== TASK DESCRIPTION ==
Quote the records below word for word, starting at the line that contains "Target: snowy field" and ending at the last line of the records.

== Pointing dataset records ==
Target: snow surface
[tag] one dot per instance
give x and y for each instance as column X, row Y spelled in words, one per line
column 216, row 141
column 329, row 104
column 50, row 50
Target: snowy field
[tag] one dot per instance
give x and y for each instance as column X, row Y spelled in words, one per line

== CORRECT RESPONSE ==
Target: snowy field
[tag] one dot per instance
give x and y for each instance as column X, row Y spelled in words, one per line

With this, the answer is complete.